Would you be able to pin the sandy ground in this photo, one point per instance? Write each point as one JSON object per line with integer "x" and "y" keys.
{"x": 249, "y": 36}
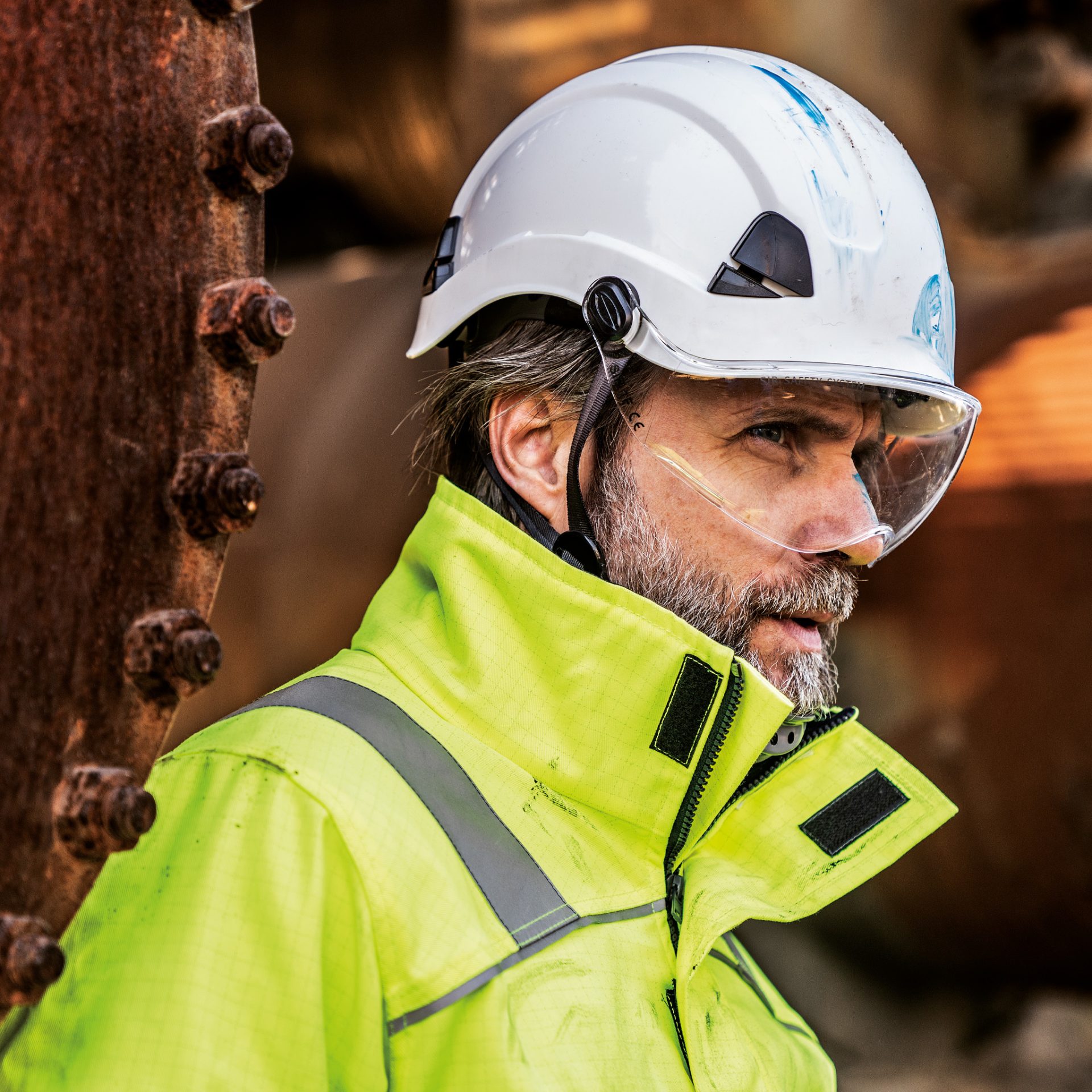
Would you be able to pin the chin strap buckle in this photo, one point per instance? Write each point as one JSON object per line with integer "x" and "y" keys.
{"x": 581, "y": 551}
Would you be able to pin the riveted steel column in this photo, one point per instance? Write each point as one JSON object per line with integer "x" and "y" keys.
{"x": 136, "y": 156}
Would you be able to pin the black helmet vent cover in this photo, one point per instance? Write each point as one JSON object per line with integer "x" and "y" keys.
{"x": 774, "y": 248}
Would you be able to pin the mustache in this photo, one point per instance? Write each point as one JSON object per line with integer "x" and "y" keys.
{"x": 825, "y": 588}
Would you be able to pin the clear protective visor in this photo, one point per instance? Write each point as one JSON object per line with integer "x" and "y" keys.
{"x": 805, "y": 459}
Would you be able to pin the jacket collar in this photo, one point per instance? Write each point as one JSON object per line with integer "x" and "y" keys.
{"x": 564, "y": 674}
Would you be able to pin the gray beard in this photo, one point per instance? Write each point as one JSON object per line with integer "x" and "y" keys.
{"x": 642, "y": 557}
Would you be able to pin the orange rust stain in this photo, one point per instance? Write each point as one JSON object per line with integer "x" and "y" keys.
{"x": 1037, "y": 411}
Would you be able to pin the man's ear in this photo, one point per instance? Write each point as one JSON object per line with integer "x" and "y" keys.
{"x": 530, "y": 437}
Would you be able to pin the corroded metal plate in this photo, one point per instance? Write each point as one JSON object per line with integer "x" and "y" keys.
{"x": 133, "y": 318}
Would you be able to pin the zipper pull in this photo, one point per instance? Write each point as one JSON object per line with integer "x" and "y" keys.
{"x": 675, "y": 897}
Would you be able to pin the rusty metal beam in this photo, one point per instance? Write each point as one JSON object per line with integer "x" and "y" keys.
{"x": 133, "y": 318}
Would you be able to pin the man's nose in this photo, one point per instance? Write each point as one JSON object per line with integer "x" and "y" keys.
{"x": 860, "y": 554}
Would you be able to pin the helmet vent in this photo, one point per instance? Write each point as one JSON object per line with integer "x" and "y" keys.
{"x": 444, "y": 263}
{"x": 772, "y": 248}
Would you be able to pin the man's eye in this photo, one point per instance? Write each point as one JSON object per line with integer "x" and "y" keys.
{"x": 776, "y": 434}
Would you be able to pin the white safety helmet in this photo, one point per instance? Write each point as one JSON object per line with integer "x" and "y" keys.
{"x": 737, "y": 220}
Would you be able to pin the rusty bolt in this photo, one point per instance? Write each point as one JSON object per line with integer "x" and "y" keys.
{"x": 216, "y": 493}
{"x": 100, "y": 810}
{"x": 223, "y": 9}
{"x": 245, "y": 150}
{"x": 269, "y": 320}
{"x": 243, "y": 322}
{"x": 171, "y": 655}
{"x": 30, "y": 959}
{"x": 269, "y": 148}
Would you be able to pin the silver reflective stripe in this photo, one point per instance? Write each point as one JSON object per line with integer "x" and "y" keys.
{"x": 518, "y": 890}
{"x": 415, "y": 1016}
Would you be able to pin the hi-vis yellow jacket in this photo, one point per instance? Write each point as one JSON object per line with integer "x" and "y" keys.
{"x": 502, "y": 842}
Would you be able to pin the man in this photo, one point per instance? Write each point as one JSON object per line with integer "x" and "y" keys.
{"x": 504, "y": 839}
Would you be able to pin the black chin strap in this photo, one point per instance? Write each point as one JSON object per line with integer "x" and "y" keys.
{"x": 611, "y": 311}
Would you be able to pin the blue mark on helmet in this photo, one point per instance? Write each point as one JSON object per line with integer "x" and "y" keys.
{"x": 809, "y": 109}
{"x": 935, "y": 319}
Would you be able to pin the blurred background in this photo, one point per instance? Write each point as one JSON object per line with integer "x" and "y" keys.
{"x": 969, "y": 966}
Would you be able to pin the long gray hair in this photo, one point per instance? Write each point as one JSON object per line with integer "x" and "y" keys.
{"x": 530, "y": 358}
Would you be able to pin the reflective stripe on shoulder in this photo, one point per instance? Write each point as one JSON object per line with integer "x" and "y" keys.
{"x": 518, "y": 890}
{"x": 468, "y": 987}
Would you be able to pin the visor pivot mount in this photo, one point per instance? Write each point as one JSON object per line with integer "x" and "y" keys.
{"x": 612, "y": 309}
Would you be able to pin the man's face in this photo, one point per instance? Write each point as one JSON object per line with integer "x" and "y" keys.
{"x": 776, "y": 607}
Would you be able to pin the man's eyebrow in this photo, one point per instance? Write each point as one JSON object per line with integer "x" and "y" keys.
{"x": 808, "y": 419}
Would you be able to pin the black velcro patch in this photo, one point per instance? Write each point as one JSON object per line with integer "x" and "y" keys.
{"x": 853, "y": 814}
{"x": 687, "y": 709}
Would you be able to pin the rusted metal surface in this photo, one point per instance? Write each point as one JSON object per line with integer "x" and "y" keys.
{"x": 135, "y": 160}
{"x": 98, "y": 812}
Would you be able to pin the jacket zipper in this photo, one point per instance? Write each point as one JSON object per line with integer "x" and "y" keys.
{"x": 673, "y": 1005}
{"x": 673, "y": 882}
{"x": 763, "y": 770}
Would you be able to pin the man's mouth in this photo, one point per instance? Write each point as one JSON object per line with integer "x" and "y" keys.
{"x": 804, "y": 630}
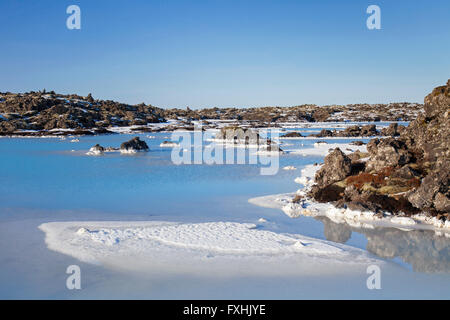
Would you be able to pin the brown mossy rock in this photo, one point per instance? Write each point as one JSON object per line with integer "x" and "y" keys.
{"x": 433, "y": 191}
{"x": 337, "y": 166}
{"x": 329, "y": 193}
{"x": 134, "y": 144}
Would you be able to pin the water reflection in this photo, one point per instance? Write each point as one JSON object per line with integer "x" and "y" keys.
{"x": 424, "y": 250}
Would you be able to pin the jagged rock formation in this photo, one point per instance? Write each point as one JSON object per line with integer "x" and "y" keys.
{"x": 41, "y": 111}
{"x": 37, "y": 113}
{"x": 409, "y": 173}
{"x": 134, "y": 145}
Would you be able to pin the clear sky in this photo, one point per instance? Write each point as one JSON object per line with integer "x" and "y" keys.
{"x": 227, "y": 53}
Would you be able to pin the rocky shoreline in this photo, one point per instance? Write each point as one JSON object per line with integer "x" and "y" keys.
{"x": 405, "y": 175}
{"x": 51, "y": 114}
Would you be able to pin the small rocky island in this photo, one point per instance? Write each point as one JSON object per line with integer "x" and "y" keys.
{"x": 48, "y": 113}
{"x": 406, "y": 174}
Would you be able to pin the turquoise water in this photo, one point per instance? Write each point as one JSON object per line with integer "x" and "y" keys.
{"x": 52, "y": 179}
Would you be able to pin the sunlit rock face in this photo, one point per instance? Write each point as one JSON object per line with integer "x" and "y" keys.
{"x": 406, "y": 173}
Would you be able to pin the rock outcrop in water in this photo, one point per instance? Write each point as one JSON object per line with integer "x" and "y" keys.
{"x": 134, "y": 145}
{"x": 408, "y": 173}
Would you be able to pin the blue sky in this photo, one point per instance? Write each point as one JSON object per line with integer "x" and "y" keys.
{"x": 227, "y": 53}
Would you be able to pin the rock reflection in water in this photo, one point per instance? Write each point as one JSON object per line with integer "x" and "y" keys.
{"x": 424, "y": 250}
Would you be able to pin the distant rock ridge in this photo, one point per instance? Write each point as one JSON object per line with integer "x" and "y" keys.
{"x": 405, "y": 174}
{"x": 49, "y": 113}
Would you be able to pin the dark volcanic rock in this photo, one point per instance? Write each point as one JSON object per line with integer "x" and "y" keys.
{"x": 408, "y": 172}
{"x": 292, "y": 135}
{"x": 387, "y": 152}
{"x": 134, "y": 145}
{"x": 337, "y": 166}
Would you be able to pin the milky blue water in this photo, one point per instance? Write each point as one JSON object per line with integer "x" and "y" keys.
{"x": 53, "y": 179}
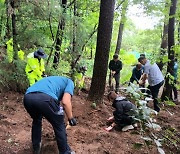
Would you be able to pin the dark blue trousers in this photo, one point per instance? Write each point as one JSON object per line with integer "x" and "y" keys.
{"x": 40, "y": 105}
{"x": 154, "y": 91}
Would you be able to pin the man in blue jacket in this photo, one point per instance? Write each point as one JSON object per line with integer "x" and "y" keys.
{"x": 42, "y": 99}
{"x": 136, "y": 73}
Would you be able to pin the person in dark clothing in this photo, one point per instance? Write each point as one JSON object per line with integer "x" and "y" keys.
{"x": 115, "y": 67}
{"x": 155, "y": 79}
{"x": 42, "y": 99}
{"x": 121, "y": 115}
{"x": 136, "y": 73}
{"x": 175, "y": 75}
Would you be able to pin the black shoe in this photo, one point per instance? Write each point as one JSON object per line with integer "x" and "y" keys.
{"x": 37, "y": 150}
{"x": 157, "y": 108}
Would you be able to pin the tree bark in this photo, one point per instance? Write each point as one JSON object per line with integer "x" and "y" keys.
{"x": 60, "y": 34}
{"x": 171, "y": 42}
{"x": 7, "y": 21}
{"x": 179, "y": 32}
{"x": 102, "y": 50}
{"x": 164, "y": 45}
{"x": 14, "y": 32}
{"x": 121, "y": 26}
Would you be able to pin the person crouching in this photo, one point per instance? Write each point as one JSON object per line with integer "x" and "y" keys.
{"x": 121, "y": 116}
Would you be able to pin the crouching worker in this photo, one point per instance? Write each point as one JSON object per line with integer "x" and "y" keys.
{"x": 42, "y": 99}
{"x": 122, "y": 116}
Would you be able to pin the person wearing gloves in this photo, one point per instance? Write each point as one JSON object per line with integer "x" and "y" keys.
{"x": 115, "y": 66}
{"x": 35, "y": 66}
{"x": 136, "y": 73}
{"x": 43, "y": 99}
{"x": 121, "y": 115}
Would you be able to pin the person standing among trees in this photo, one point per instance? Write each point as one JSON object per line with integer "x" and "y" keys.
{"x": 115, "y": 67}
{"x": 122, "y": 116}
{"x": 42, "y": 99}
{"x": 136, "y": 73}
{"x": 155, "y": 79}
{"x": 174, "y": 89}
{"x": 35, "y": 66}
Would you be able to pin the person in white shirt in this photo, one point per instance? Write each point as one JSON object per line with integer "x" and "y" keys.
{"x": 155, "y": 79}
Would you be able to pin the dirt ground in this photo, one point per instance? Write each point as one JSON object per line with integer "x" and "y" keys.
{"x": 88, "y": 137}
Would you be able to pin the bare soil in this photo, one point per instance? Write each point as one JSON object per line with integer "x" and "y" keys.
{"x": 88, "y": 137}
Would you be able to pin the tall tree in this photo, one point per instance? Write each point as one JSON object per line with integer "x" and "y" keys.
{"x": 14, "y": 31}
{"x": 60, "y": 33}
{"x": 102, "y": 50}
{"x": 171, "y": 43}
{"x": 121, "y": 26}
{"x": 164, "y": 41}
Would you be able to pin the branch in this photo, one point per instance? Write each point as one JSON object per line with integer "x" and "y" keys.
{"x": 50, "y": 26}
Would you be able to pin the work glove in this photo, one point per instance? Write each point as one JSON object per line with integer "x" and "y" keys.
{"x": 44, "y": 75}
{"x": 72, "y": 122}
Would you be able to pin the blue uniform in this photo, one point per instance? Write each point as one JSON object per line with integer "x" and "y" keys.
{"x": 42, "y": 100}
{"x": 55, "y": 86}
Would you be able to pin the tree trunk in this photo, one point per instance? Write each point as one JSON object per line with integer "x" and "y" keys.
{"x": 74, "y": 50}
{"x": 121, "y": 26}
{"x": 8, "y": 35}
{"x": 164, "y": 45}
{"x": 168, "y": 86}
{"x": 60, "y": 34}
{"x": 102, "y": 50}
{"x": 13, "y": 17}
{"x": 179, "y": 32}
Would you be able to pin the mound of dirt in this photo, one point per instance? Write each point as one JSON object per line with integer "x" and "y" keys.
{"x": 88, "y": 137}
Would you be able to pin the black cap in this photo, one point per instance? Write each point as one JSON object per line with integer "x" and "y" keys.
^^^^^^^^^^^^^^^^
**Exercise description**
Give back, unchanged, every line from the one with "Would you be able to pin the tree trunk" to the end of the entries above.

**The answer**
Would you be able to pin the tree trunk in this photo, one point per instance? Write each point as one JSON object per line with integer "x" and "y" keys.
{"x": 74, "y": 50}
{"x": 121, "y": 26}
{"x": 8, "y": 35}
{"x": 164, "y": 45}
{"x": 168, "y": 86}
{"x": 60, "y": 34}
{"x": 102, "y": 50}
{"x": 13, "y": 17}
{"x": 179, "y": 32}
Would you be able to pin the mound of dirt in this photo, one point per instance? Write each point as one JSON object per line with integer "x" and "y" keys.
{"x": 88, "y": 137}
Would you be able to pin the black cap in this photo, one point per instance? Write each point as one JSON object per line with integer "x" and "y" keys.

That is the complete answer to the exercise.